Texte source
Afin de communiquer aux autorités américaines tous les comptes détenus par des « US persons », les banques françaises utilisent les mêmes critères que ceux utilisés par le fisc américain, appelés « indices » ou « signes » d’américanité et qui sont notamment:

  • la nationalité (titulaires de passeports américains ou de cartes vertes);
  • le lieu de naissance;
  • la résidence (adresse ou boîte postale aux Etats-Unis);
  • le fait d’avoir un numéro de téléphone américain;
  • d’avoir passé des ordres de virement permanents pour transférer des montants d’un compte étranger (c’est-à-dire non américain) sur un compte ouvert aux États-Unis ;
  • d’avoir établi des procurations établies au profit d’un mandataire américain ou résident aux Etats-Unis;
  • ou encore d’avoir résidé aux Etats-Unis pendant 31 jours pendant l’année en cours, plus 183 jours au cours des trois dernières années;

Attention !
⚠ Le statut « US persons » concerne également toute personne non américaine qui partage un compte joint avec une personne américaine ou qui a signé une procuration au profit d’une personne américaine, même si celle-ci vie à l’étranger, l’autorisant à effectuer des actes de gestion sur son compte. Par exemple, si vous êtes mariés avec un américain, que vous vivez en France et que vous disposez d’un compte-joint dans une banque française, vous êtes concernés par cette législation FATCA.

Les consignes
A - Recopiez tel quel le passage du texte sur FATCA qui commence par les mots « Afin de communiquer » et finit par « Attention ! ».
B - D'après le texte sur FATCA, quels papiers les banques prennent-elles en compte pour le critère de la nationalité ?

Données recueillies
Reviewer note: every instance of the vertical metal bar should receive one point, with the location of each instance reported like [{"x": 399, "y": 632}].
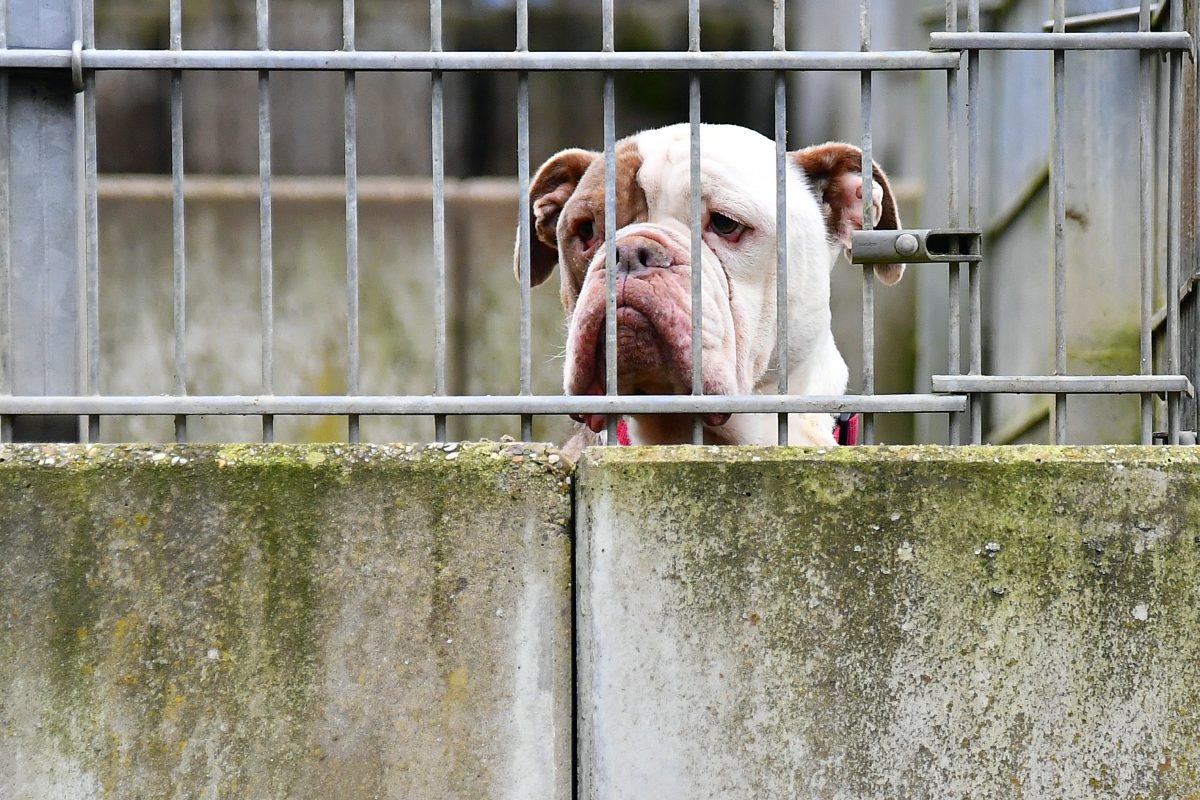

Réponses dans l'ordre
A -
Afin de communiquer aux autorités américaines tous les comptes détenus par des « US persons », les banques françaises utilisent les mêmes critères que ceux utilisés par le fisc américain, appelés « indices » ou « signes » d’américanité et qui sont notamment:

  • la nationalité (titulaires de passeports américains ou de cartes vertes);
  • le lieu de naissance;
  • la résidence (adresse ou boîte postale aux Etats-Unis);
  • le fait d’avoir un numéro de téléphone américain;
  • d’avoir passé des ordres de virement permanents pour transférer des montants d’un compte étranger (c’est-à-dire non américain) sur un compte ouvert aux États-Unis ;
  • d’avoir établi des procurations établies au profit d’un mandataire américain ou résident aux Etats-Unis;
  • ou encore d’avoir résidé aux Etats-Unis pendant 31 jours pendant l’année en cours, plus 183 jours au cours des trois dernières années;

Attention !

B - Les passeports américains ou les cartes vertes.